**抜粋テキスト**
########

これは、もちろん情報取りに勝っているからもあるが、サイトに入るまでの足止めが上手く機能している点が大きいように思える。
これによってFNATICが攻められる際には常にサイトに3.4人いる有利な状況が形成されていた。
vs NAVI
構成
この試合は、13-11でFNATICが勝利を収めている。
FNATICの構成は、vsSentinelsの時と同様の構成である。
対して、NAVIはbreachではなくkay/oを採用しbreachによる強力なセットアップに対して、カウンターできるような構成である。
データ
vsNAVI戦での攻撃時と守備時のRatingがどれくらい違うのかが分かる。
特徴的なのはLeoとZyppanである。この2人は攻守が変更しても常に高いパフォーマンスを維持し続けていた。
他にも、Derke Shaoは攻撃時と守備時のRatingの差が非常に異なるのが気になる。

########

**課題**
1/ 抜粋テキストのうち、「これは、もちろん情報取りに勝」と「vsNAVI戦での攻撃時と守備時のRatingがどれくらい違うのかが分かる。」の間を、両端も含めてそのまま複製せよ。
2/ 抜粋テキストをもとに、次の問いに答えよ。
(a) NAVI戦の結果はどうだったか。
(b) NAVIはbreachの代わりに何を採用したか。
(c) 攻守が変わっても高いパフォーマンスを維持し続けた2人は誰か。

**保存データ**
########

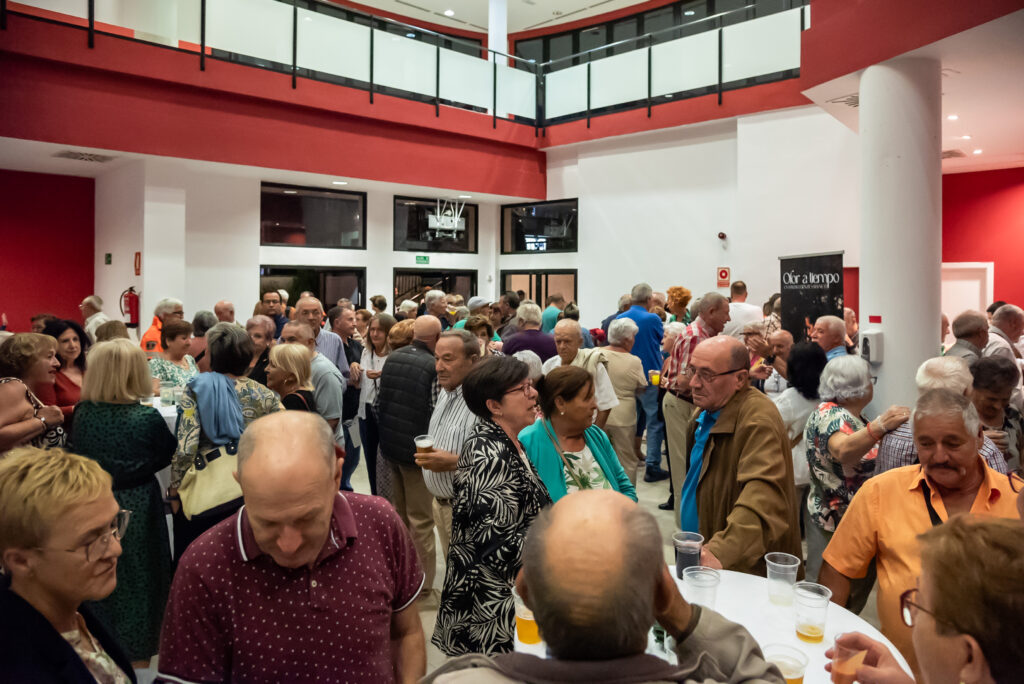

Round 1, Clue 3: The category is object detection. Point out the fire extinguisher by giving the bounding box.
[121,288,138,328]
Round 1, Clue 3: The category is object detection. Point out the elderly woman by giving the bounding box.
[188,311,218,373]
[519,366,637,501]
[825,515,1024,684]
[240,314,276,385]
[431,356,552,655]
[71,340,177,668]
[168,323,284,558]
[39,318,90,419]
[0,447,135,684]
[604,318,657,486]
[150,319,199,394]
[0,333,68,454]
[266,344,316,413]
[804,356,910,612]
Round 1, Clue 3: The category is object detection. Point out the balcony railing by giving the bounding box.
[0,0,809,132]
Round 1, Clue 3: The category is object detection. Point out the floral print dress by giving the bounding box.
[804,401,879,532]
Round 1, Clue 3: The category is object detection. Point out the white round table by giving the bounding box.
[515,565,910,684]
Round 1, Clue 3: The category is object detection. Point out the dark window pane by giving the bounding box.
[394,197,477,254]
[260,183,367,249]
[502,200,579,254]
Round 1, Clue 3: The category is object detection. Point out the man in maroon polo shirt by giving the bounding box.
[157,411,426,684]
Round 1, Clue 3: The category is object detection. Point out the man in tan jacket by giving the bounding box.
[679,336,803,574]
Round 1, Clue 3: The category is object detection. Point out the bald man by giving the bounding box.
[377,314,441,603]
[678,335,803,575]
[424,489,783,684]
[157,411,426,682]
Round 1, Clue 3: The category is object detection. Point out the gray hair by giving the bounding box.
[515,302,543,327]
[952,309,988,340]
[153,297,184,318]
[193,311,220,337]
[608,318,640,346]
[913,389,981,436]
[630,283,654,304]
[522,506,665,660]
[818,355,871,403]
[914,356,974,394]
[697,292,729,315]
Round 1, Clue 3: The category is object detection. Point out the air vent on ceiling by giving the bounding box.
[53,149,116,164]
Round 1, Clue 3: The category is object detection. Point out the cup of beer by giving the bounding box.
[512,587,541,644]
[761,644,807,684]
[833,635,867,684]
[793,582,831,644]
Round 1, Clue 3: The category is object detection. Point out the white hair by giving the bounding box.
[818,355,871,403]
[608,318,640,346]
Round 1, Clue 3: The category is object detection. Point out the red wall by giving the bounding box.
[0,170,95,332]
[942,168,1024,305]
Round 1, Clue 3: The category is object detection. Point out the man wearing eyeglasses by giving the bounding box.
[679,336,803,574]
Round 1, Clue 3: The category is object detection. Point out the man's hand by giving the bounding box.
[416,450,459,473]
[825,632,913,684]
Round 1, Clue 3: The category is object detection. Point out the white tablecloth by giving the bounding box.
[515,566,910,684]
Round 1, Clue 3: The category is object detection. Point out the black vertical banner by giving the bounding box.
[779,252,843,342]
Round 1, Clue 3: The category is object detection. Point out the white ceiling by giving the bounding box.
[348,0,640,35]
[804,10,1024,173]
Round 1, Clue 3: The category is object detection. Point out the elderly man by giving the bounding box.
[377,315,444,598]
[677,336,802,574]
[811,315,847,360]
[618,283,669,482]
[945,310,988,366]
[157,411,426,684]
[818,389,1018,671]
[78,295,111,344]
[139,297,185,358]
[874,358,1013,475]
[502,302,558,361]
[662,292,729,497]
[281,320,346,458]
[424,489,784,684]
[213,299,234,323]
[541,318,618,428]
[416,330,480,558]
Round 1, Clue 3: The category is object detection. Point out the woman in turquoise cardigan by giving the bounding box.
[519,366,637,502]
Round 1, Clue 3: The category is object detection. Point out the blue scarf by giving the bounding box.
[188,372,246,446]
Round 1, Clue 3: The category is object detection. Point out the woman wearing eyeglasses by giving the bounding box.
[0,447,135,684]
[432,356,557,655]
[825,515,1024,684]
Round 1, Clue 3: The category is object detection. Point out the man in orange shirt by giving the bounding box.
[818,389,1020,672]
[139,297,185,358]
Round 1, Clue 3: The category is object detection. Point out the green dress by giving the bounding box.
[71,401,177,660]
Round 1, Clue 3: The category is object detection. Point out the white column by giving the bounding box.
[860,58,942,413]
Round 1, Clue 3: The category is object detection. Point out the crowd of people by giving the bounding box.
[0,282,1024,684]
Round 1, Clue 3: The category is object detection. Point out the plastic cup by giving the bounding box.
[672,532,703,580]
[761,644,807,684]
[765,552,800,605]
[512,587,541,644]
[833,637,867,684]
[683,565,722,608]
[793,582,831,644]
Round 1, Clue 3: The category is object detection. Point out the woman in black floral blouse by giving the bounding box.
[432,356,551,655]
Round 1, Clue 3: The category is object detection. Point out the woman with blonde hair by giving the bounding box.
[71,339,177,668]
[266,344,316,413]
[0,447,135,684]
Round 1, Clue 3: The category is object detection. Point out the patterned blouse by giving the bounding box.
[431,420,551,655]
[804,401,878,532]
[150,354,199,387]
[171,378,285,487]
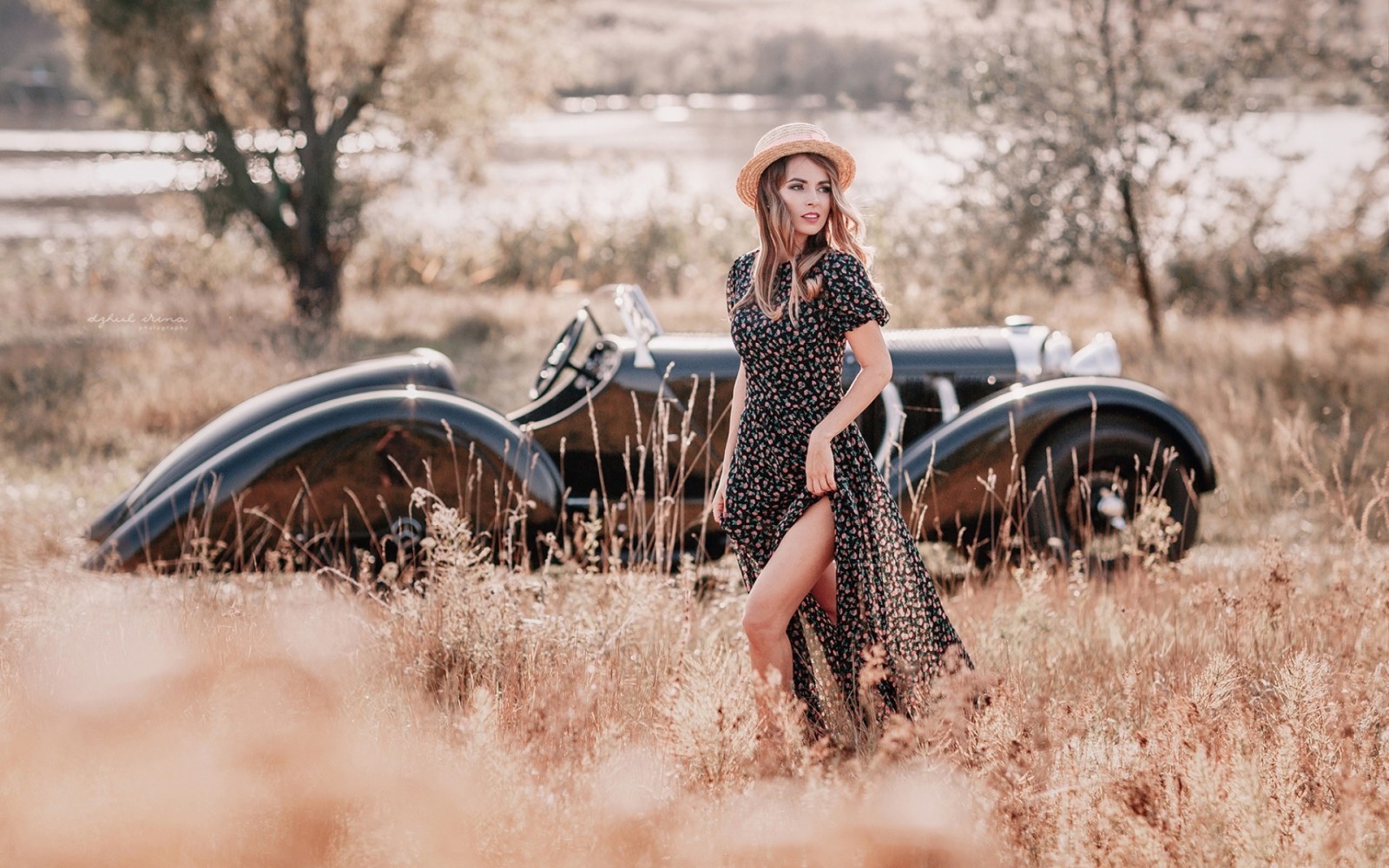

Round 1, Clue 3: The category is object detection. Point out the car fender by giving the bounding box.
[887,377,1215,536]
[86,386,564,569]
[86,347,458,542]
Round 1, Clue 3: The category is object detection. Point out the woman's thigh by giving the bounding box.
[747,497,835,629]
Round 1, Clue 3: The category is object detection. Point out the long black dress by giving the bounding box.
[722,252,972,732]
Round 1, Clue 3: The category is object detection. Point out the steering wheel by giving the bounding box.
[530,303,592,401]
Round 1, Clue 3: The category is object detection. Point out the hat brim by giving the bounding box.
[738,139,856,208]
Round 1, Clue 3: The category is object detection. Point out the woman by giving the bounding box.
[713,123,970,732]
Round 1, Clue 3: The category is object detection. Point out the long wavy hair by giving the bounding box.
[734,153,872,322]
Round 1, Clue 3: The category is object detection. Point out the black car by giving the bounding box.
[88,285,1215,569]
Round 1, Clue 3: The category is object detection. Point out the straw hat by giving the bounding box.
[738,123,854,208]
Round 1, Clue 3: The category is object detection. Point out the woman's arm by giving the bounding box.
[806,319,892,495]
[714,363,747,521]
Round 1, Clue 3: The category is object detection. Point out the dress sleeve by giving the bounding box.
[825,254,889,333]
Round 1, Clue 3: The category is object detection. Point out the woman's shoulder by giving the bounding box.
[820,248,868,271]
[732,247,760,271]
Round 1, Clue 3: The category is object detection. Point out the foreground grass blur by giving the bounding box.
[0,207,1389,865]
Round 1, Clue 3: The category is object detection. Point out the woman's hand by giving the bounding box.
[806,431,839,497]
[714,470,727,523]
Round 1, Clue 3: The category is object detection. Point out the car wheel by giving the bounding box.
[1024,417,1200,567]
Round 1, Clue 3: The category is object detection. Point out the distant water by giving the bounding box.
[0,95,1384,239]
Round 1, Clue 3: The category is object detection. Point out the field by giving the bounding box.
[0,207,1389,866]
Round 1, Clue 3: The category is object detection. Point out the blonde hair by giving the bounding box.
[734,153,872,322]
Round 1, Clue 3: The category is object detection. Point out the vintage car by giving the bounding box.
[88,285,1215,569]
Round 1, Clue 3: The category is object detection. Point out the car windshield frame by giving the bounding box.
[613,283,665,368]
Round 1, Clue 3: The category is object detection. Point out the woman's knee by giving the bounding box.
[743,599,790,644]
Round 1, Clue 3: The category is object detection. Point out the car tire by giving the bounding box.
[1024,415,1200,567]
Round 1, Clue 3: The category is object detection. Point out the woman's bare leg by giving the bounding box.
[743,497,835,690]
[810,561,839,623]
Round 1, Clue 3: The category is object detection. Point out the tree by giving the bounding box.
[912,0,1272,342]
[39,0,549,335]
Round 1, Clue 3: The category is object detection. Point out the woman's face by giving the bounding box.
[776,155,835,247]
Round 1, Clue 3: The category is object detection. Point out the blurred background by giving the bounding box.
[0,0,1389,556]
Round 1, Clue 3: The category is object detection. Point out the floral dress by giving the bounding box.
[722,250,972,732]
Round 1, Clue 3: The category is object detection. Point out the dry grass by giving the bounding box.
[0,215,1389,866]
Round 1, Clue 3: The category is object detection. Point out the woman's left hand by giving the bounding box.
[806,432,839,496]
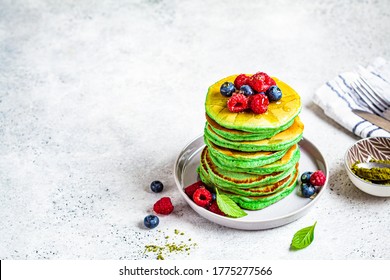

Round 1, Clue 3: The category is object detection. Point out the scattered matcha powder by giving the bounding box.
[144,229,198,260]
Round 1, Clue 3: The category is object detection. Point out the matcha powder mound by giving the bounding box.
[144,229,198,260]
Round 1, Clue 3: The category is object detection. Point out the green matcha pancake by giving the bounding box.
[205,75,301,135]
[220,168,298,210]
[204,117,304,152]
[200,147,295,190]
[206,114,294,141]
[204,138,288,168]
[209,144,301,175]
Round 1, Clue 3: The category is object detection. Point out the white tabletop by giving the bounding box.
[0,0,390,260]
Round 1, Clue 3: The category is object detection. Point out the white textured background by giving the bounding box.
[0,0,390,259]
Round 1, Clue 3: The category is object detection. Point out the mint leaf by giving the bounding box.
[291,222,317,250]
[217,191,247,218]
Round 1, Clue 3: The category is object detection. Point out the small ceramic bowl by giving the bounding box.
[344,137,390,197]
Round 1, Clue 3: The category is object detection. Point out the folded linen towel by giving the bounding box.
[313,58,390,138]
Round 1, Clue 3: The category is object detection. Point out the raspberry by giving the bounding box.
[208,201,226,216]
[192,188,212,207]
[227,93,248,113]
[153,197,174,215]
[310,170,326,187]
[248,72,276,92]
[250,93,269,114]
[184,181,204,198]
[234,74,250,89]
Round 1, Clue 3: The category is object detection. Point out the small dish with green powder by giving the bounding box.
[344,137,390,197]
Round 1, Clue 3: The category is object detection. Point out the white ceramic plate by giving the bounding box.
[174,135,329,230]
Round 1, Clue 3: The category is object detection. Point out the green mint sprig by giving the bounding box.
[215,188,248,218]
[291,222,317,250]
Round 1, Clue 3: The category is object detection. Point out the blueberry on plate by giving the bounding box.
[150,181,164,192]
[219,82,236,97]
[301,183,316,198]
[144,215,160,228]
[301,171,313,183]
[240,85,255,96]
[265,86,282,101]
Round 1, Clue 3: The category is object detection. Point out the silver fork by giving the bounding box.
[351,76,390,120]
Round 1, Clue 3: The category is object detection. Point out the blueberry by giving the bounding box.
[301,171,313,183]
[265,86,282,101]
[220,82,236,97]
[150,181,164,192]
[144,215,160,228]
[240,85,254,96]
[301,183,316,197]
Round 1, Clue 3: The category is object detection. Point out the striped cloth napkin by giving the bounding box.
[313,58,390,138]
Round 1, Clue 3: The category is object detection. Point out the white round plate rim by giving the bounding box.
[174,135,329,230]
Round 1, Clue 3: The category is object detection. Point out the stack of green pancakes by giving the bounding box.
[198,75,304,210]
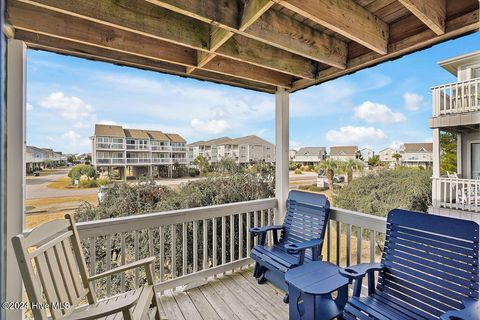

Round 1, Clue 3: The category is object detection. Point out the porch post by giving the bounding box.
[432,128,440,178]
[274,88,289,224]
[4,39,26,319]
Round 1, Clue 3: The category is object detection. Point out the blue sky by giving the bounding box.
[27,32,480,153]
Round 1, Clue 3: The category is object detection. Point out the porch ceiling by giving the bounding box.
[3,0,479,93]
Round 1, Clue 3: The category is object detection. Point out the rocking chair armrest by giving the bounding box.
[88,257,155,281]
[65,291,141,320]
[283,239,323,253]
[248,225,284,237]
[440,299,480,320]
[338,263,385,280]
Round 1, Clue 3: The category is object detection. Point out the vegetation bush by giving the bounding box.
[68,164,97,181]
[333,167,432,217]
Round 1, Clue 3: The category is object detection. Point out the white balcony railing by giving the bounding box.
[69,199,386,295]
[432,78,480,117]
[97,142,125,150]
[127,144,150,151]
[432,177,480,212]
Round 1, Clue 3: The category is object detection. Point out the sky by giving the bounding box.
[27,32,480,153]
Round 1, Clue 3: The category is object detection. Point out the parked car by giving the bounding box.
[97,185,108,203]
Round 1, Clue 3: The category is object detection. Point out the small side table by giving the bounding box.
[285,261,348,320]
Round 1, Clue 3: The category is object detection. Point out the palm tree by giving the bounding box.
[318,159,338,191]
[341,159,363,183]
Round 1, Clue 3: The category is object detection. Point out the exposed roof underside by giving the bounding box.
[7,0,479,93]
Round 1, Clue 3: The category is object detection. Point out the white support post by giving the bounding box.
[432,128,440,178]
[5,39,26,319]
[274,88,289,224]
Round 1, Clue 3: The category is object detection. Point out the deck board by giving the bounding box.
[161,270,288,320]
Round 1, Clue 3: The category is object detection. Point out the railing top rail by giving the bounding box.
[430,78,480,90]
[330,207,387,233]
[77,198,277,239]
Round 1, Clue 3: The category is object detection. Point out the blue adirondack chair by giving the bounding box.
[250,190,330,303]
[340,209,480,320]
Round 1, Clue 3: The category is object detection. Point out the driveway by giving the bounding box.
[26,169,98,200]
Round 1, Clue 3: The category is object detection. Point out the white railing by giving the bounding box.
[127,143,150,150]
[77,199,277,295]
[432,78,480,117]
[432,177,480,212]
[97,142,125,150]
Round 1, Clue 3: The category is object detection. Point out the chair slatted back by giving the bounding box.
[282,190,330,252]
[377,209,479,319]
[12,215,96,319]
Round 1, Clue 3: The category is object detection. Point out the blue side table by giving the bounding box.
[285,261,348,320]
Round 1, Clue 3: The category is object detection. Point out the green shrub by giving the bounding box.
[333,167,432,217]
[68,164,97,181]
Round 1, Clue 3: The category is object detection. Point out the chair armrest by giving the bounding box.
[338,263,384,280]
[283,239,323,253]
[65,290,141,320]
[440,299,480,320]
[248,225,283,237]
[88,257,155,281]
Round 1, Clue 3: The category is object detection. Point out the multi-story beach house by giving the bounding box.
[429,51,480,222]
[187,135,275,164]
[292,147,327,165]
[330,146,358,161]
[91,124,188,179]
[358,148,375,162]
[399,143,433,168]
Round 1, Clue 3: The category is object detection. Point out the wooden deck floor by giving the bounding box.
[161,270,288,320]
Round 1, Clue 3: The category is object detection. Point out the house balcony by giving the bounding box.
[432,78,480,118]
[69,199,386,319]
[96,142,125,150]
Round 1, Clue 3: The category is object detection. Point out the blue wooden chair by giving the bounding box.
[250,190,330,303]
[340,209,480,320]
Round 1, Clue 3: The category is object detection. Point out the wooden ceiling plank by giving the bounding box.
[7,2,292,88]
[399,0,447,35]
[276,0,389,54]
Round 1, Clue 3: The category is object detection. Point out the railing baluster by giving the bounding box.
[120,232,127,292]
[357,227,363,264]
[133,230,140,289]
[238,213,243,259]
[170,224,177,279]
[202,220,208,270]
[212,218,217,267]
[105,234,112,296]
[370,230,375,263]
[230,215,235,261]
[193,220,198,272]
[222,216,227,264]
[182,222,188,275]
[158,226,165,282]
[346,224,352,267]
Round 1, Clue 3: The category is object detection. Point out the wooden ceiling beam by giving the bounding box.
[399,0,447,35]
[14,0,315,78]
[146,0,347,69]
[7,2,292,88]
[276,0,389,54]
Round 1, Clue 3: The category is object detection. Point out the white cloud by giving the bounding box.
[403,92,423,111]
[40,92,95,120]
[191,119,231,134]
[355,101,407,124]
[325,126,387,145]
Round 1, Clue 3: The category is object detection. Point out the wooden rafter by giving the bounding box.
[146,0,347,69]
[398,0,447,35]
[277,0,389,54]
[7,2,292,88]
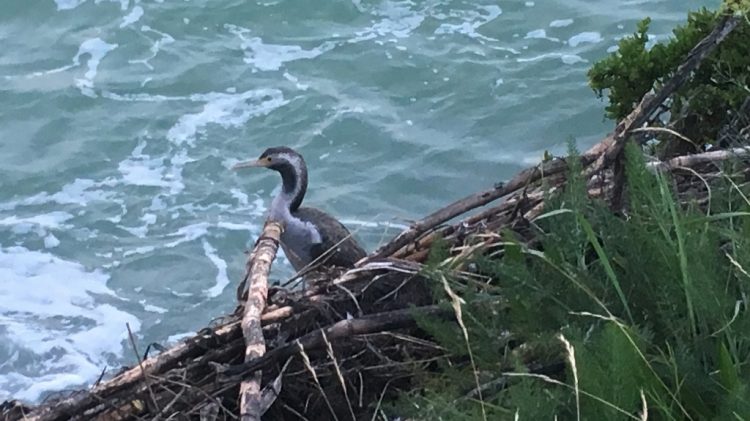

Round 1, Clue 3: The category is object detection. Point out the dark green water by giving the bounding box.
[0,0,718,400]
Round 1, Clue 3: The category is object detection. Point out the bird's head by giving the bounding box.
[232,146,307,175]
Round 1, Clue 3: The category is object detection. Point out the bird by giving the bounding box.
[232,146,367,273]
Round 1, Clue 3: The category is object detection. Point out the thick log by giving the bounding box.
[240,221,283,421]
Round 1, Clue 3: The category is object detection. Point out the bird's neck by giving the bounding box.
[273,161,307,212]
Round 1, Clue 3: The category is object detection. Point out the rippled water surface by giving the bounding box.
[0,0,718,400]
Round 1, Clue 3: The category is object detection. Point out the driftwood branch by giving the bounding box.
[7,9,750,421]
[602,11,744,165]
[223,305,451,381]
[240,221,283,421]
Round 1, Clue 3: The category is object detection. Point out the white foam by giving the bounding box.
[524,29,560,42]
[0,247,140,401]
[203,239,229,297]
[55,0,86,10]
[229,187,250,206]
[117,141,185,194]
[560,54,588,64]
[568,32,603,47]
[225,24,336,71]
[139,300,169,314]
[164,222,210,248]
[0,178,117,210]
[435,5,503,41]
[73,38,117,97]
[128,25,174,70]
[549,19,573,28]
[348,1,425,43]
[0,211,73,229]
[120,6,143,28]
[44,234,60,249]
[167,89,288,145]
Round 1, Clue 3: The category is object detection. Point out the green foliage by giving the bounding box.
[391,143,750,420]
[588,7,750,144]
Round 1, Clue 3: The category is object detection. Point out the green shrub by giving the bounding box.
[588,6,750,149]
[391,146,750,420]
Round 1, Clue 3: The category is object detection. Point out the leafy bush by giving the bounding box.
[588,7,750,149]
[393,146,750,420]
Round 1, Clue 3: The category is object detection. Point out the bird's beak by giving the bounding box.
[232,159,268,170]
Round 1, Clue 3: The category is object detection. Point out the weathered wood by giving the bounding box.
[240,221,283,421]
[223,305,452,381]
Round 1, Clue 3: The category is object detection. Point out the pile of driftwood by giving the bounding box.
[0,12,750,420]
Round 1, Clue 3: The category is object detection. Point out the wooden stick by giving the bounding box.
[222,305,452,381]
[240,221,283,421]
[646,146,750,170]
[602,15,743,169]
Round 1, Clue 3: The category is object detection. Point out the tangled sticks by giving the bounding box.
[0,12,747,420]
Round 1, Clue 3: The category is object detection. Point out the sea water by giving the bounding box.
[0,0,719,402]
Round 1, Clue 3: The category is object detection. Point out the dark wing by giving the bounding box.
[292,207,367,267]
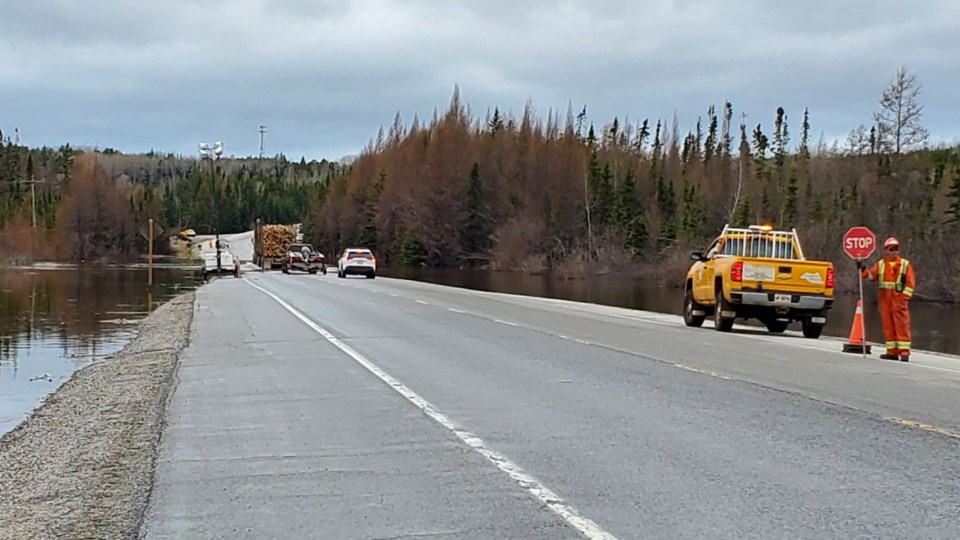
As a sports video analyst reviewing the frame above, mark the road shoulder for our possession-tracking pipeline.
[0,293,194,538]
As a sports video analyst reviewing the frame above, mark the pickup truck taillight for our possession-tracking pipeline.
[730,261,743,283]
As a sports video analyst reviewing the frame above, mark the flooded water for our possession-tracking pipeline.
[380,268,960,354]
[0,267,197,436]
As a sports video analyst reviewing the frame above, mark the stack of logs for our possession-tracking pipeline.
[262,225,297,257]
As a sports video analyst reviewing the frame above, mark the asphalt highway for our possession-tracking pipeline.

########

**課題の解答**
1/
これは、もちろん情報取りに勝っているからもあるが、サイトに入るまでの足止めが上手く機能している点が大きいように思える。
これによってFNATICが攻められる際には常にサイトに3.4人いる有利な状況が形成されていた。
vs NAVI
構成
この試合は、13-11でFNATICが勝利を収めている。
FNATICの構成は、vsSentinelsの時と同様の構成である。
対して、NAVIはbreachではなくkay/oを採用しbreachによる強力なセットアップに対して、カウンターできるような構成である。
データ
vsNAVI戦での攻撃時と守備時のRatingがどれくらい違うのかが分かる。

2/
(a) 13-11でFNATICが勝った。
(b) kay/oである。
(c) LeoとZyppanである。